[SET PROBLEM] Rewrite everything from the line containing "[locate] the beige" down to the line containing "[locate] the ear", requests included, and nothing else. Rescale each point coordinate in the answers by multiplying it by 1.35 and rounding to a whole number, with halves going up.

[RECORDS SHOWN]

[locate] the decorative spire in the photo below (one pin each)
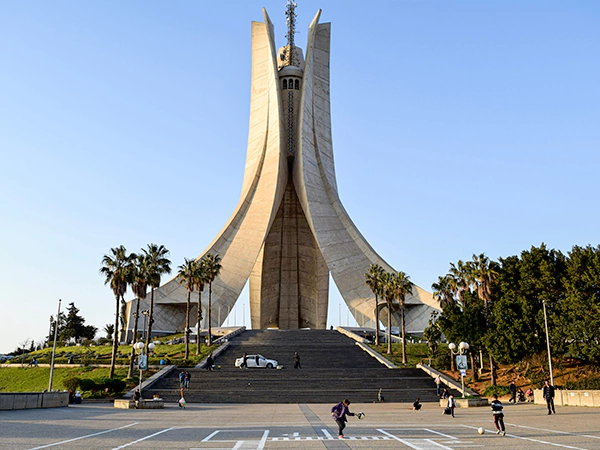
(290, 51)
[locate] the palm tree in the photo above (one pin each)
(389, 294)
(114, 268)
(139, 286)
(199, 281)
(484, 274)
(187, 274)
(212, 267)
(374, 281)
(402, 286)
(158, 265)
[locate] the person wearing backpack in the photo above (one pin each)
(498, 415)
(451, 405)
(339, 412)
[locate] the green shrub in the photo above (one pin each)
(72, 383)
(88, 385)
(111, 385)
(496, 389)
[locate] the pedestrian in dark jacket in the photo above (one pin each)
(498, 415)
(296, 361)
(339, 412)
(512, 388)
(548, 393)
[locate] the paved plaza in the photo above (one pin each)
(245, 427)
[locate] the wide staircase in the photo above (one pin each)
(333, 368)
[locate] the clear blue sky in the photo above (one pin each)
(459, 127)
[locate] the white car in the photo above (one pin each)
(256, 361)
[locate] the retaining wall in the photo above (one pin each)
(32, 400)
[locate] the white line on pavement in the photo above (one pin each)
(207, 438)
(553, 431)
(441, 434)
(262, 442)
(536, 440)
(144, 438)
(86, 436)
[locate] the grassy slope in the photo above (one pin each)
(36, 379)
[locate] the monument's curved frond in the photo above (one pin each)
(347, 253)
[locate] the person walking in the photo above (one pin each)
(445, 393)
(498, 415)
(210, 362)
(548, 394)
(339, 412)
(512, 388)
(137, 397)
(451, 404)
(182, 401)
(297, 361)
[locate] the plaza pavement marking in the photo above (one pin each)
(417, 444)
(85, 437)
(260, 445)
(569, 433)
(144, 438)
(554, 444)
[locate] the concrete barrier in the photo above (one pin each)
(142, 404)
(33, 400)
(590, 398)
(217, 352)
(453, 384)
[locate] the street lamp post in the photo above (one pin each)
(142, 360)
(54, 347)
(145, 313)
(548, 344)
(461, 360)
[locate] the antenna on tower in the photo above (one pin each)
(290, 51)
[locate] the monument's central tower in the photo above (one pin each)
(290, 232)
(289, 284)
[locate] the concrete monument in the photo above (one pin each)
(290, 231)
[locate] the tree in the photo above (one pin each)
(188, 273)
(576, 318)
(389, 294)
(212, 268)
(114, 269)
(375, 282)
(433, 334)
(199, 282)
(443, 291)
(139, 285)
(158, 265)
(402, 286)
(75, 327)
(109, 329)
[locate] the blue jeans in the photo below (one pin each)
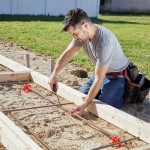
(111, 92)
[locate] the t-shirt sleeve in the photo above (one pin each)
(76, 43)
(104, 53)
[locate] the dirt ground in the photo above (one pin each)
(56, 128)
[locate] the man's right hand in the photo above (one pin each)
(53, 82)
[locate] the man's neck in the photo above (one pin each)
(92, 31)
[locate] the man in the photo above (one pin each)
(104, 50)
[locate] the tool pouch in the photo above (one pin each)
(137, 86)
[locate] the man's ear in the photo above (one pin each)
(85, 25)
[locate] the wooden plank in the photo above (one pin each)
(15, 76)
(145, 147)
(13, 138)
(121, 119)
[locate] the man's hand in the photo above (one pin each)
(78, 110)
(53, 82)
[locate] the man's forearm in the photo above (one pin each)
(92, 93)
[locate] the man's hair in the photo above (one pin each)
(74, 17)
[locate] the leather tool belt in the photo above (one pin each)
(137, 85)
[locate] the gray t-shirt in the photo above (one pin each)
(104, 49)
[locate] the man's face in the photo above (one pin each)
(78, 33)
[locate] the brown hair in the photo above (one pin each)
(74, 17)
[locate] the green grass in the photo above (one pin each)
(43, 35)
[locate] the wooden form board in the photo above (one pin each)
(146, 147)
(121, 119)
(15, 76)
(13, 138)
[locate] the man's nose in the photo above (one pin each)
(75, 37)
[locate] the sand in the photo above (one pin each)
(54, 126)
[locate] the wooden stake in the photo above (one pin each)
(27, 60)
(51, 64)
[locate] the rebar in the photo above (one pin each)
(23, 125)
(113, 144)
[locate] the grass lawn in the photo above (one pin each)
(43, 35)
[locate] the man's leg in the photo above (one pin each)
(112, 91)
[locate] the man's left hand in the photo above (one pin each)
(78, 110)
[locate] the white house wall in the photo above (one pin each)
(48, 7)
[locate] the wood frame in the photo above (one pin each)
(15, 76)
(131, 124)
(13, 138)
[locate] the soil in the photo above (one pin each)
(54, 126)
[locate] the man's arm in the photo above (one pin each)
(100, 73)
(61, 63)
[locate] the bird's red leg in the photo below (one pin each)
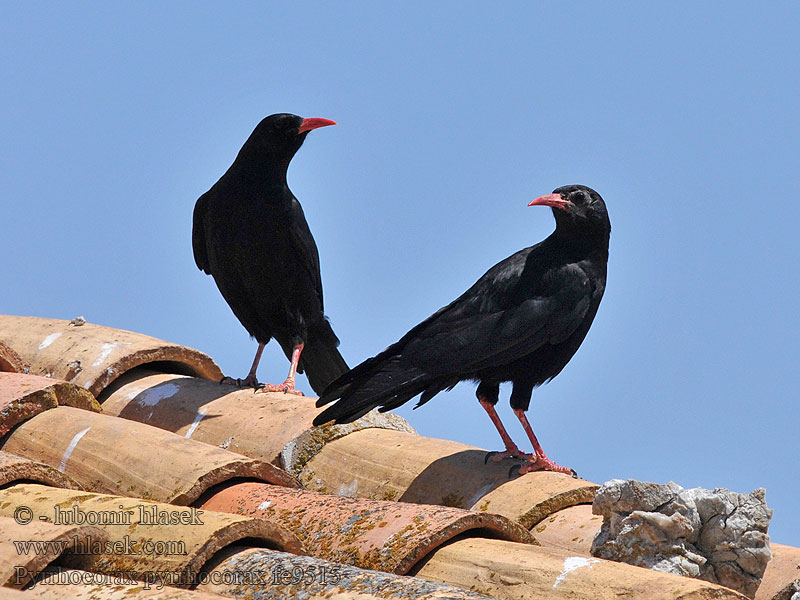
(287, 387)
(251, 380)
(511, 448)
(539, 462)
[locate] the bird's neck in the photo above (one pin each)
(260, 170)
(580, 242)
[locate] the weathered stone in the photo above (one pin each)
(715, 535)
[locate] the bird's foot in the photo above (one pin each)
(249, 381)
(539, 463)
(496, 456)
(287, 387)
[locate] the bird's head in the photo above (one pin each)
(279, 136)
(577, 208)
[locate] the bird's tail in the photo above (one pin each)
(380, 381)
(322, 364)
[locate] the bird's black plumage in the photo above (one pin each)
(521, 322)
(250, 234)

...

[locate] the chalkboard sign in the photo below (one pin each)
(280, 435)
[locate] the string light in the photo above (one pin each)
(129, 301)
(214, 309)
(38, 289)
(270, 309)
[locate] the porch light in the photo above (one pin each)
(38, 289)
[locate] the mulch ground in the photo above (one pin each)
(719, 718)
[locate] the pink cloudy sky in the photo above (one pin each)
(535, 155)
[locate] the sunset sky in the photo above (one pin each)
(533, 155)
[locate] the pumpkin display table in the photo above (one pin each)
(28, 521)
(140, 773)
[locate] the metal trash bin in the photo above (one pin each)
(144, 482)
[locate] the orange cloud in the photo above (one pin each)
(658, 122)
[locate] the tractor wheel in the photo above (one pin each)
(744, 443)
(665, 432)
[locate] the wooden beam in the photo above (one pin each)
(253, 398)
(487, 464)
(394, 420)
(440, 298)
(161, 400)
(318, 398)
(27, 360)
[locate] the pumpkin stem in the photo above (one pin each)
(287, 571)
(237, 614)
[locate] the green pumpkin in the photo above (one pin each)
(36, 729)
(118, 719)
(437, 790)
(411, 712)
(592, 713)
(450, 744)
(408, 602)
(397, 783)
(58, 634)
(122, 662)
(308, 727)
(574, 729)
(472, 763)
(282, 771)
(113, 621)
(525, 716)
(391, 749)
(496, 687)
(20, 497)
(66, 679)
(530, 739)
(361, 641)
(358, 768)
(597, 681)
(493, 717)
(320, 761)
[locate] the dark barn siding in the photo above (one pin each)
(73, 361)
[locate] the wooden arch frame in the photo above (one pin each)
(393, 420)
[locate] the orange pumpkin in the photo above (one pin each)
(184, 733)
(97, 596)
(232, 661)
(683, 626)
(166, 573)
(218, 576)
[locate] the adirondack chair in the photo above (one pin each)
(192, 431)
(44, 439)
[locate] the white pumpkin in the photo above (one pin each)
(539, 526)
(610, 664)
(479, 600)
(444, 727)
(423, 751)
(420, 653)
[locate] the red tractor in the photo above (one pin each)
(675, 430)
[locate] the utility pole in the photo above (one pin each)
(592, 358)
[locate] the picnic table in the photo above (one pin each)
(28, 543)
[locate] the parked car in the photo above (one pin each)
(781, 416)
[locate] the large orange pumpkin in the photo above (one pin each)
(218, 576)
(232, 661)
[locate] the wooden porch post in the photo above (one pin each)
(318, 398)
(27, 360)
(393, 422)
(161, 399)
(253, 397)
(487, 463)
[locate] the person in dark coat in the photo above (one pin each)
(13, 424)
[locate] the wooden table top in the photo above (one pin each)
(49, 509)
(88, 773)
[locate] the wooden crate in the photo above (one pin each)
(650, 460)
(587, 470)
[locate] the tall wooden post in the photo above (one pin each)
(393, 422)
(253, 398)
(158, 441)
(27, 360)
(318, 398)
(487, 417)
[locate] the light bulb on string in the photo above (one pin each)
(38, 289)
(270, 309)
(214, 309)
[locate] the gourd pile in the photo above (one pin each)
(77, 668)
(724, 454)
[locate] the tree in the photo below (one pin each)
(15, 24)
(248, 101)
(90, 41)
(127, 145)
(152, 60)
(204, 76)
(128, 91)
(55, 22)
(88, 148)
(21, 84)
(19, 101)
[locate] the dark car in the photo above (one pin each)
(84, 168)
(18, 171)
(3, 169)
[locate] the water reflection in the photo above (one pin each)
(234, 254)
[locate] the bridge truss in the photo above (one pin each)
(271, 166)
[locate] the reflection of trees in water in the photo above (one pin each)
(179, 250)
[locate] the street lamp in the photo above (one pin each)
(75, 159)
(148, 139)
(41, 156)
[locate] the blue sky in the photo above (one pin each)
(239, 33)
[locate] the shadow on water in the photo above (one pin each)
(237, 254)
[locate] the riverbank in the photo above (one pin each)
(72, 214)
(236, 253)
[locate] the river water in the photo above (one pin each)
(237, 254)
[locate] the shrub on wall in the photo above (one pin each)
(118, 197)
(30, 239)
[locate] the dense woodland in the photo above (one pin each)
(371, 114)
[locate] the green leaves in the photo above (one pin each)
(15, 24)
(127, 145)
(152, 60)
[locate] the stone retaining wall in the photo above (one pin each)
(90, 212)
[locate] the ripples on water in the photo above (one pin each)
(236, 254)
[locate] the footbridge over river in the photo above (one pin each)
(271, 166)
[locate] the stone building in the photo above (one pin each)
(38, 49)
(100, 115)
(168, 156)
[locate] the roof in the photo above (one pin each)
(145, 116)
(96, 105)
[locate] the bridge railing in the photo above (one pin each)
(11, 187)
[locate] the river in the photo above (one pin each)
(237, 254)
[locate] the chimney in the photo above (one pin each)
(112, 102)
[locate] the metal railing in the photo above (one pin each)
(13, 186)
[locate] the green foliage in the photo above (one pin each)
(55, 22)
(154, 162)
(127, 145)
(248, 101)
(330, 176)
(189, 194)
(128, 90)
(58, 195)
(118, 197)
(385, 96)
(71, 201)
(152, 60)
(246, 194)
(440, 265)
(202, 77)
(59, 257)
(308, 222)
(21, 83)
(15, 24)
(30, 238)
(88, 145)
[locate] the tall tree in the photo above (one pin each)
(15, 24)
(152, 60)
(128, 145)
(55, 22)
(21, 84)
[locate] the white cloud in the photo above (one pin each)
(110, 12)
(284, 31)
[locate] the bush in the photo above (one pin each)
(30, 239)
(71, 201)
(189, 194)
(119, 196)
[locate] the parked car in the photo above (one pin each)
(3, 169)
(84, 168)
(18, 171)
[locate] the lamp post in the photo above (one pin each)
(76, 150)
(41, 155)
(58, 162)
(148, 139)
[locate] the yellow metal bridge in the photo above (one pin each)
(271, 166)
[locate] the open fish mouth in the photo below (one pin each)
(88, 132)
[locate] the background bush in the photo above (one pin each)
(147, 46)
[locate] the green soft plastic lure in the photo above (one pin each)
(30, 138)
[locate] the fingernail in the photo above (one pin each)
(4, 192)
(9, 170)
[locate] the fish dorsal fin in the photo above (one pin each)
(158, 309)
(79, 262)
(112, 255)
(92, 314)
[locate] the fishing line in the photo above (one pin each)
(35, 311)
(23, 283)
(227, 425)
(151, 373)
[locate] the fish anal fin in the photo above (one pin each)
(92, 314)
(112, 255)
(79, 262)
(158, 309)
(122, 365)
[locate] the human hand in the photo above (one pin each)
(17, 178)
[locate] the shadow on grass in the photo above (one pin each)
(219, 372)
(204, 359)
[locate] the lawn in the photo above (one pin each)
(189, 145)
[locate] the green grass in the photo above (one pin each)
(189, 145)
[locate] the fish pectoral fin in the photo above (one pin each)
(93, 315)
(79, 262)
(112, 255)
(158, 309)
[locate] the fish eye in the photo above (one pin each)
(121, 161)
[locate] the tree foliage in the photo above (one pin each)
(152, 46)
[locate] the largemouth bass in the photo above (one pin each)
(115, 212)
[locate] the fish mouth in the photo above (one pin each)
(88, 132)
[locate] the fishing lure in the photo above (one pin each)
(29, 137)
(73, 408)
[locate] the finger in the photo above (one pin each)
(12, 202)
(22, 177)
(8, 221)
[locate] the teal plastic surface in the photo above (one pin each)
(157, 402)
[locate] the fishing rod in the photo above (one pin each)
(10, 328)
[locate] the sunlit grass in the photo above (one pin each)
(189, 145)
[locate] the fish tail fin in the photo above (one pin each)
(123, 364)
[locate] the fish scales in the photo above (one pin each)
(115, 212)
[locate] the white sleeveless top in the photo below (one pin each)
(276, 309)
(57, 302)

==

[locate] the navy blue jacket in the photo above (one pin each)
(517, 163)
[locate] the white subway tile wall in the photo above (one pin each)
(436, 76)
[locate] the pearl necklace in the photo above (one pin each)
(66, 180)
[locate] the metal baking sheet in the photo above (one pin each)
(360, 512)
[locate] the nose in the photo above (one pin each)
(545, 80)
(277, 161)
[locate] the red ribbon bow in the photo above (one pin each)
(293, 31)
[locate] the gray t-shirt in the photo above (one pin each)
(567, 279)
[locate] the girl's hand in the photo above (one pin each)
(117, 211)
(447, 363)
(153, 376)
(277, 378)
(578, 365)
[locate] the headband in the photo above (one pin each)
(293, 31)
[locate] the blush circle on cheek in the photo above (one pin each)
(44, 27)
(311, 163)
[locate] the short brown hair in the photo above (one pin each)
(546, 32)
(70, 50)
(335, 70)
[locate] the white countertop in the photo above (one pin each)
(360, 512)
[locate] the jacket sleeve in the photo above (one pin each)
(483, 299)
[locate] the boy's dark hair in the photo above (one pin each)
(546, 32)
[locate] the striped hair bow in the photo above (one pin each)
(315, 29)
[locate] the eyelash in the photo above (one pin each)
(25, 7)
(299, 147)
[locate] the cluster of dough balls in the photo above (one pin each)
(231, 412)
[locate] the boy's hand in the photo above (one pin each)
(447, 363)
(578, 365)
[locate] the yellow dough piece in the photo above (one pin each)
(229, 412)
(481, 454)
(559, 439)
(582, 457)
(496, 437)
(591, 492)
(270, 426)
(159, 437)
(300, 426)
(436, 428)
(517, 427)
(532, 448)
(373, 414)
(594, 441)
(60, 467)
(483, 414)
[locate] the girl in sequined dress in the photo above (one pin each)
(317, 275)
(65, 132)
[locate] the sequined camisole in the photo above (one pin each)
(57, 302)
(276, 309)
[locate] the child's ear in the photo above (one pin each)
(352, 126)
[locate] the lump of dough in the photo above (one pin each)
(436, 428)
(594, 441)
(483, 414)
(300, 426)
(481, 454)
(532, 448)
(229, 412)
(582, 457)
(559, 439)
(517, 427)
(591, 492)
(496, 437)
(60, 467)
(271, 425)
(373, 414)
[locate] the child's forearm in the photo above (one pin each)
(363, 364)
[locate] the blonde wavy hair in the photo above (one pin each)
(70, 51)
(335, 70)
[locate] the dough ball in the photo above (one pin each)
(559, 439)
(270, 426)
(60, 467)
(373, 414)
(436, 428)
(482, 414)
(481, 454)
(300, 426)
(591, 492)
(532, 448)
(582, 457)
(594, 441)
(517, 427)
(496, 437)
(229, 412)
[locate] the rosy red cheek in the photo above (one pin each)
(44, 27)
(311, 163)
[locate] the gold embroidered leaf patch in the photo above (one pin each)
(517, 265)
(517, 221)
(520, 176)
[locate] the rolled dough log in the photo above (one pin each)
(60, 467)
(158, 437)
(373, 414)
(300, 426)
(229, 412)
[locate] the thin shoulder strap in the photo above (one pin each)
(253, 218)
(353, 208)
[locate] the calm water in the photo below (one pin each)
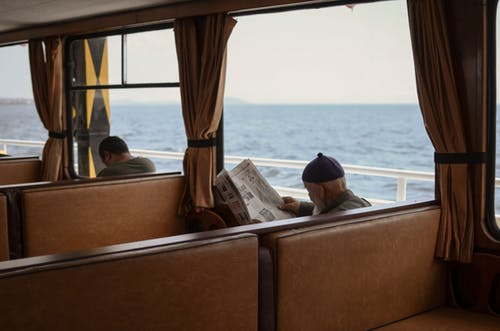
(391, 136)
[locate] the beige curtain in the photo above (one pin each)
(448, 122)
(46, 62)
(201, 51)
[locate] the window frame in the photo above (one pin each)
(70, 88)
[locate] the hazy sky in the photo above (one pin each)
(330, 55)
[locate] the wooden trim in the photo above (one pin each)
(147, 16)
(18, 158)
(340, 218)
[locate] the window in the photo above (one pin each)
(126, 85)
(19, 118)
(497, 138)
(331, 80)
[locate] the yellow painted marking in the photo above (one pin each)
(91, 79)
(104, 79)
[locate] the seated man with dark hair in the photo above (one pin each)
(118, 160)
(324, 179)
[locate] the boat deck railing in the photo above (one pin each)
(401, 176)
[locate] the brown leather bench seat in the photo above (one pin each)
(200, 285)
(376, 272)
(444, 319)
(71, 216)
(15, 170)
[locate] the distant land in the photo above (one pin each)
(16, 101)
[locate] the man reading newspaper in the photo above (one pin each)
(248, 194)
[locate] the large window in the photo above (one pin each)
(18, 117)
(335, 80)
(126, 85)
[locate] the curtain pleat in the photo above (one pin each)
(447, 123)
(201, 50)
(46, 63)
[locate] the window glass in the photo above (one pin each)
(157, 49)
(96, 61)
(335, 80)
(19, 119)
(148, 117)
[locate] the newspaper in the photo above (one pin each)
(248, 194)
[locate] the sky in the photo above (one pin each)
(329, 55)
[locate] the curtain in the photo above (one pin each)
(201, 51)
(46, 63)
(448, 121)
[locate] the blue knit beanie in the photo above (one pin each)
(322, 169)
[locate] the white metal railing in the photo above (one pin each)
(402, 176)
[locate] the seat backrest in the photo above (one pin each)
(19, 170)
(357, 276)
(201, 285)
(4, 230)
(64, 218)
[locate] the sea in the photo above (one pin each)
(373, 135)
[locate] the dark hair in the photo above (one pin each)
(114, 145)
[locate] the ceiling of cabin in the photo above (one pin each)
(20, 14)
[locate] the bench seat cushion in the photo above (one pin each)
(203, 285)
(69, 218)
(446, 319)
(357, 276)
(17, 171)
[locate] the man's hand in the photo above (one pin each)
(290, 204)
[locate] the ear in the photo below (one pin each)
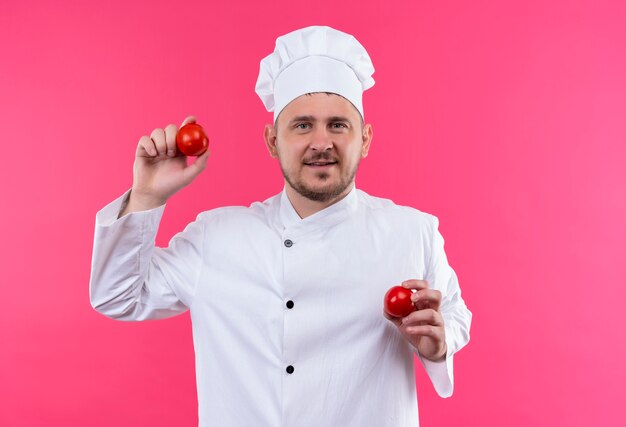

[COMPLETED EXERCISE]
[locate] the beige curtain in the photo above (one pin each)
(605, 165)
(62, 84)
(271, 69)
[locate] the window frame in the photo above (one pin each)
(95, 119)
[locate] the hazy sky in the photo above (one pin each)
(446, 74)
[locate] the wooden trim in the photo above (one pin each)
(198, 22)
(24, 213)
(459, 294)
[locate] the window in the photo above (one pin each)
(170, 115)
(26, 159)
(671, 186)
(447, 108)
[locate] the yellow painted marking in the photo above (one pin each)
(123, 107)
(140, 107)
[locate] the seated man with dark hair in the photo above (one pin each)
(159, 216)
(437, 242)
[locate] the boat deck railing in the photo above (one pin each)
(541, 238)
[locate] the brown leather bench seat in the photo above (one pin each)
(270, 385)
(508, 367)
(599, 431)
(96, 292)
(20, 230)
[locate] the distant land in the photo above (one pin each)
(22, 136)
[locate] the man reading newspaper in the photo above (one pin each)
(335, 262)
[locate] the large window in the photo above (one pin each)
(24, 158)
(452, 108)
(170, 115)
[locate] the curtain pleat in the photo above (one pin each)
(603, 166)
(271, 68)
(62, 85)
[locate] the window glass in the photo above (one pin each)
(212, 66)
(130, 82)
(452, 108)
(26, 161)
(200, 158)
[locate] the newspaper in the photo above (one pin each)
(335, 262)
[locate] the sky in the photo above (one pin each)
(444, 74)
[locate] the curtain in the photo above (one pin each)
(271, 69)
(62, 85)
(605, 163)
[locate] the blue knit beanie in the photo above (one pin each)
(435, 228)
[locate] the white metal railing in the photo above (one pin each)
(543, 238)
[locate] the seat backrest in the photo above (one pin each)
(26, 230)
(482, 373)
(271, 385)
(5, 311)
(86, 294)
[locate] the sea in the photo above (one pin each)
(504, 182)
[locate] the dark hair in the photo above (one pin each)
(154, 196)
[locate] the ceiling of cabin in the photo above (one pin each)
(27, 19)
[locate] the bench seat cushion in the photo above (one pin each)
(274, 385)
(93, 294)
(602, 431)
(482, 373)
(23, 231)
[locate] the man's hand in the photo above (one pin each)
(392, 275)
[locate] the ear in the photo below (one pin each)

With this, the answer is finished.